• [Extract]
□ □ □ □

APMODE: AI-driven Pharmacokinetic Model Discovery Engine Enabling Reproducible Drug R&D Workflows

APMODE is a regulated pharmacokinetic model discovery engine that integrates five modeling paradigms. It ensures model quality through a strict evidence-gating mechanism and provides auditable, reproducible AI workflows for the pharmaceutical industry.

Pharmacokinetics (PK) studies the absorption, distribution, metabolism, and excretion of drugs in organisms, and it is a core component of new drug R&D. Traditional PK modeling is highly dependent on expert experience, with tedious processes and difficulty ensuring consistency. With the development of artificial intelligence technology, how to safely and controllably introduce AI capabilities into the PK modeling process has become a focus of attention in the pharmaceutical industry.

APMODE (Adaptive Pharmacokinetic Model Discovery Engine) is a regulated unified meta-system. Its core innovation lies in integrating five PK modeling paradigms into a single discovery workflow:

1. Classical NLME: Structured mixed-effects model based on nlmixr2
2. Automated Structure Search: Evidence-driven deterministic candidate generation
3. Hybrid Mechanism-NODE: Neural differential equation approach based on JAX/Diffrax
4. Agent-based LLM Construction: AI-assisted model building (Phase 3)

□ □ □ □

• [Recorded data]

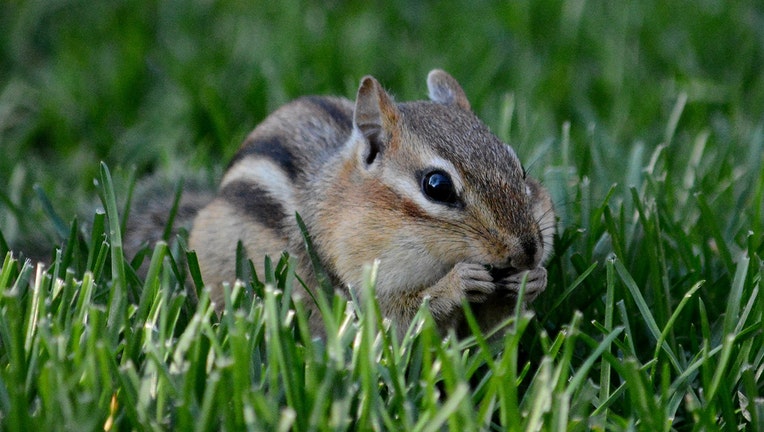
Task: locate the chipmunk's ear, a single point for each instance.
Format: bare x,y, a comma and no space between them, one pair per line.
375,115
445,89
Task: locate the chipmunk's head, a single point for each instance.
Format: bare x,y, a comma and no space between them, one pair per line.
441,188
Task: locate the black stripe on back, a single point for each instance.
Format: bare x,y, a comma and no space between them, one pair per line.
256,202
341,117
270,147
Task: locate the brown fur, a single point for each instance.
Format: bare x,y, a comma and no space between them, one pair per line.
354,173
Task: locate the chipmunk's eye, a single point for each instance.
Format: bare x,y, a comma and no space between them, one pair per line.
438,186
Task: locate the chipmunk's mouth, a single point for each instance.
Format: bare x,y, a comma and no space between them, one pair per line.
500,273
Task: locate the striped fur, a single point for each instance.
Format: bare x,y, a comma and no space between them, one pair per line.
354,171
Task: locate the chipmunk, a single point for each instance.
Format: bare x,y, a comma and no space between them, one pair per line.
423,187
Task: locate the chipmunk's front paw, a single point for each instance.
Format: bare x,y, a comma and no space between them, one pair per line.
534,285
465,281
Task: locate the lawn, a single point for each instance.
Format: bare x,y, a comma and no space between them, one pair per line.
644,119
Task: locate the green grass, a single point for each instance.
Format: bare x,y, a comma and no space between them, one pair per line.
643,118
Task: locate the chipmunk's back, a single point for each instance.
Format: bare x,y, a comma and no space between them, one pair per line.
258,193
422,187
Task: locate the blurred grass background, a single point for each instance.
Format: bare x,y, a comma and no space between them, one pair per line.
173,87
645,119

□ □ □ □

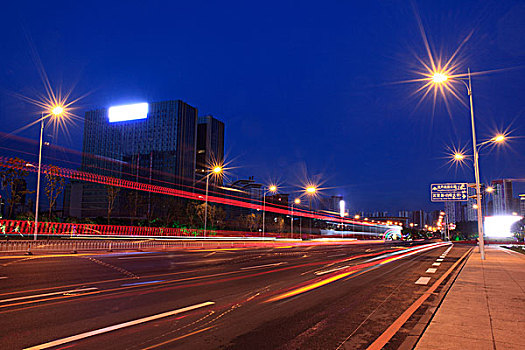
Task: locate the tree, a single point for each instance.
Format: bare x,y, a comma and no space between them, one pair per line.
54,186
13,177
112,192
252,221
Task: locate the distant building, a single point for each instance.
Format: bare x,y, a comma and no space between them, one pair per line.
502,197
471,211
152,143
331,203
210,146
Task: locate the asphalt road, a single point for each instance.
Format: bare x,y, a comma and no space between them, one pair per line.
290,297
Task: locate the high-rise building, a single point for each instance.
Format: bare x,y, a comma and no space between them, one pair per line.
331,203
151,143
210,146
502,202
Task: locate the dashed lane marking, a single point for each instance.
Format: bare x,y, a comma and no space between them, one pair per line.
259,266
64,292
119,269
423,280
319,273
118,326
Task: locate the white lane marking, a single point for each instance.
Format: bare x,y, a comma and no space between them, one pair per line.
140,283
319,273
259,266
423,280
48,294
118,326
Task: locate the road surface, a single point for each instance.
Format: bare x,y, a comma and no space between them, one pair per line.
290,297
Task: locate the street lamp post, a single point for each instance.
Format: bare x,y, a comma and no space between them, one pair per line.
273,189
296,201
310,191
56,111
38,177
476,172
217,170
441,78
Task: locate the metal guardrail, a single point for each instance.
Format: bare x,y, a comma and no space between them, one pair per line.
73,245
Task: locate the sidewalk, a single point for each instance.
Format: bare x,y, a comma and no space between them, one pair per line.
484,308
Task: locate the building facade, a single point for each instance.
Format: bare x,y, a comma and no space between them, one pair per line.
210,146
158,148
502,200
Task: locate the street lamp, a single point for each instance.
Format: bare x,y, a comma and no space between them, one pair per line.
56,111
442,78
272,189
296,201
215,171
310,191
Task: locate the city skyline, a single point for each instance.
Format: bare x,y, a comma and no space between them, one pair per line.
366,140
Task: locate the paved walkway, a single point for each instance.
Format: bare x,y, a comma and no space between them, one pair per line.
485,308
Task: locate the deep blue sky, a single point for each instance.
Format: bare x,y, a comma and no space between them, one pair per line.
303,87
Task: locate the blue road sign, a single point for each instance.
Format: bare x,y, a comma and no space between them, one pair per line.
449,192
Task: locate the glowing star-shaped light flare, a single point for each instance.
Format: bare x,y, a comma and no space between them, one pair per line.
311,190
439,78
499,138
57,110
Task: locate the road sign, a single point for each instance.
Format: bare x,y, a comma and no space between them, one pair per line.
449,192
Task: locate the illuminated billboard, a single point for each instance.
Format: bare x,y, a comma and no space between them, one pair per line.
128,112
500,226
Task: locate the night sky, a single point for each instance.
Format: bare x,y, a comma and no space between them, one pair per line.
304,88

□ □ □ □

• [Things to do]
[1] Do these statements agree with the text on APMODE? Answer each with yes or no and quote the words from the text that decide it.
(a) APMODE brings together five modeling paradigms.
(b) Traditional PK modeling relies only a little on expert experience.
(c) The Hybrid Mechanism-NODE approach is built on nlmixr2.
[2] Write what comes next in the text on APMODE, starting after its last line.

• [Answers by item]
[1]
(a) Yes: "integrates five modeling paradigms"
(b) No: "Traditional PK modeling is highly dependent on expert experience"
(c) No: "Neural differential equation approach based on JAX/Diffrax"

[2]
5. Bayesian PK: Probabilistic inference based on Stan/Torsten

The core safety guarantee of APMODE is its strict hierarchical gating system. Each candidate model must pass the following verifications to be recommended:

Verify the numerical stability and computational correctness of the model. For Bayesian models, MCMC-specific thresholds are added: R̂ ≤ 1.01, ESS ≥ 400, 0 divergent transitions, E-BFMI ≥ 0.3, Pareto-k ≤ 0.7.

Evaluate whether the model is suitable based on the target use (discovery, optimization, regulatory submission). For example, NODE models are strictly stipulated to never be used for regulatory submissions—this is an unadjustable rule.

Fairly compare and rank candidate models generated by different paradigms through a unified scoring contract.

APMODE introduces Formular—a typed domain-specific language (DSL) designed specifically for PK modeling. It uses a five-section syntax structure:

• Absorption: Modeling of absorption processes
• Distribution: Modeling of distribution processes
• Elimination: Modeling of elimination processes
• Variability: Modeling of inter-individual variability
• Observation: Definition of observation models

The sixth semantic dimension is priors, which are added via SetPrior transformations rather than syntax text filling. Formular specifications are compiled into typed ASTs, verified against pharmacometric constraints, and finally translated into backend-specific code (nlmixr2 R, Stan/Torsten, JAX/Diffrax).